### DIRECTIONS
Reproduce all of the material below line for line, without changing anything. Leave the pictures out of your copy.

-- start RECORDS SUPPLIED --

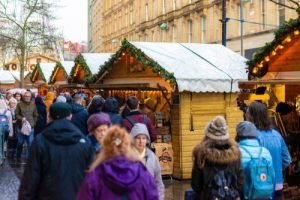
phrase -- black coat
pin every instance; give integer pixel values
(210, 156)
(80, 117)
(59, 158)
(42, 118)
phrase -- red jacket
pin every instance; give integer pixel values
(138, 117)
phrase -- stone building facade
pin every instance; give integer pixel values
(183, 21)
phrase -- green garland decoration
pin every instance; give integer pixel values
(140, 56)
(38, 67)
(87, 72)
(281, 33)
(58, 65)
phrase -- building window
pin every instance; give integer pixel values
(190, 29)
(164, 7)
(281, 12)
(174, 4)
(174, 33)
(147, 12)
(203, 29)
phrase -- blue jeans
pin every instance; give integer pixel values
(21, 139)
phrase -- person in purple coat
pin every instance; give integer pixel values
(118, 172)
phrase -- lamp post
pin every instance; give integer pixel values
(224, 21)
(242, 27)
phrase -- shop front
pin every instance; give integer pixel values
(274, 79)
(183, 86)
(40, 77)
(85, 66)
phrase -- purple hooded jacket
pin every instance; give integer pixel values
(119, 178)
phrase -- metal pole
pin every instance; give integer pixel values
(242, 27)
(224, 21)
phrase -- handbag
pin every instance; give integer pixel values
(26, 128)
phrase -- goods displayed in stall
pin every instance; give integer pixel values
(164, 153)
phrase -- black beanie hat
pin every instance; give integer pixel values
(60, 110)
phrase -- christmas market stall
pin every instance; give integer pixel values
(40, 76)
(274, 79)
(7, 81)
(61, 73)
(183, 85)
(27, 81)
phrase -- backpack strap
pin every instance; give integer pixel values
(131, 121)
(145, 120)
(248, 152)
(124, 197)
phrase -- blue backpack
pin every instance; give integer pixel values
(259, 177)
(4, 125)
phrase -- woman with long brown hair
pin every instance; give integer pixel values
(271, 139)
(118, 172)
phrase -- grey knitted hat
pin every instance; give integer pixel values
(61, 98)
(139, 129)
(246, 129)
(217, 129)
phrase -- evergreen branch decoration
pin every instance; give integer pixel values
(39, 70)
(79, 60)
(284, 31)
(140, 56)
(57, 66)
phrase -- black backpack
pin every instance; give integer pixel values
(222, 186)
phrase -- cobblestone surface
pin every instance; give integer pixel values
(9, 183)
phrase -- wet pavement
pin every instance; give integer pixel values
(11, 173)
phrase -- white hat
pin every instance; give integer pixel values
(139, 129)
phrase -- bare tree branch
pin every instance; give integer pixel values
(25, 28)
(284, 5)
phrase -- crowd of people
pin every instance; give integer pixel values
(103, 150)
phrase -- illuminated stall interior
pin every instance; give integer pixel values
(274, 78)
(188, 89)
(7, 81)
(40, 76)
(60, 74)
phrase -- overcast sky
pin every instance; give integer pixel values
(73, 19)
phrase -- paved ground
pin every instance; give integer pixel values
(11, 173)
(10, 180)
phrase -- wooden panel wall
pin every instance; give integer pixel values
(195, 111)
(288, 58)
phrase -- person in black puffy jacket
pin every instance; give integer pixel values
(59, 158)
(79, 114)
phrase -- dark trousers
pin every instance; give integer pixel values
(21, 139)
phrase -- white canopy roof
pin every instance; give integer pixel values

-- end RECORDS SUPPLIED --

### TASK RESULT
phrase -- black coat
pin every instance; give integer pixel values
(210, 156)
(80, 117)
(59, 158)
(42, 118)
phrase -- red jacket
pin every instance; give integer pixel values
(138, 117)
phrase -- stone building facade
pin every instance; give integer pixel values
(183, 21)
phrase -- green garland decoration
pin every instance; give integer pixel values
(140, 56)
(38, 67)
(87, 72)
(281, 33)
(58, 65)
phrase -- building window
pin every instance; give integer pixel values
(190, 29)
(164, 7)
(281, 12)
(174, 4)
(174, 33)
(147, 12)
(203, 29)
phrase -- blue jeans
pin every instance; give integer pixel values
(21, 139)
phrase -- person in purple coat
pin every instance; give integer pixel values
(118, 172)
phrase -- lamp post
pin every instance; give integer pixel values
(224, 21)
(242, 27)
phrase -- shop front
pin every instance; give integer pixel values
(274, 79)
(183, 86)
(40, 77)
(85, 66)
phrase -- purple hooded jacket
pin every instance; give integer pixel values
(119, 178)
phrase -- metal pole
pin every instance; give integer pixel values
(242, 27)
(224, 21)
phrase -- handbag
pin every instance; give integer pixel values
(26, 128)
phrase -- goods displayed in stall
pin every instance; give integer pixel values
(164, 153)
phrase -- black beanie hat
pin every instance; give integer pixel values
(60, 110)
phrase -- christmas market stall
pin every instance; give integer pixel values
(40, 76)
(274, 79)
(7, 81)
(61, 73)
(183, 85)
(27, 81)
phrase -- backpack strap
pin every instance; give integer pixel values
(131, 121)
(145, 120)
(248, 152)
(124, 197)
phrase -- blue backpack
pin every instance; give integer pixel values
(259, 177)
(4, 125)
phrase -- woman with long brown hair
pin every instance; give integer pixel values
(271, 139)
(118, 172)
phrase -- grey knitted hat
pin every instance; give integer pixel values
(61, 98)
(139, 129)
(246, 129)
(217, 129)
phrase -- evergreen branch decoration
pin every instance; give integer pixel values
(39, 70)
(79, 60)
(284, 31)
(140, 56)
(57, 66)
phrase -- black backpack
pin every instance; give integer pixel values
(222, 186)
phrase -- cobblestone surface
pin every instance; give integer pixel values
(9, 183)
phrase -- wet pavement
pin every instance; give integer pixel values
(11, 173)
phrase -- white hat
pin every instance; give integer pixel values
(139, 129)
phrase -- bare tree branch
pin every instance; give integer pixel values
(25, 28)
(284, 5)
phrase -- crowd of people
pin every instance; give integer pixel values
(103, 150)
phrase -- illuminated stall interior
pin every instance; give integer pixel values
(274, 78)
(188, 89)
(7, 81)
(40, 76)
(60, 74)
phrase -- overcast sky
pin every instance; give integer pixel values
(73, 19)
phrase -- paved ground
pin every instance; give integer pixel values
(11, 173)
(10, 180)
phrase -- wooden panel wall
pin every instance; give integer pixel values
(195, 111)
(288, 58)
phrase -- person in black puffy jacket
pin every instance; give integer pixel values
(59, 158)
(79, 114)
phrase -- dark trousers
pin every instance; give integer pixel values
(21, 139)
phrase -- white canopy roof
pin every instance; give integer pixel values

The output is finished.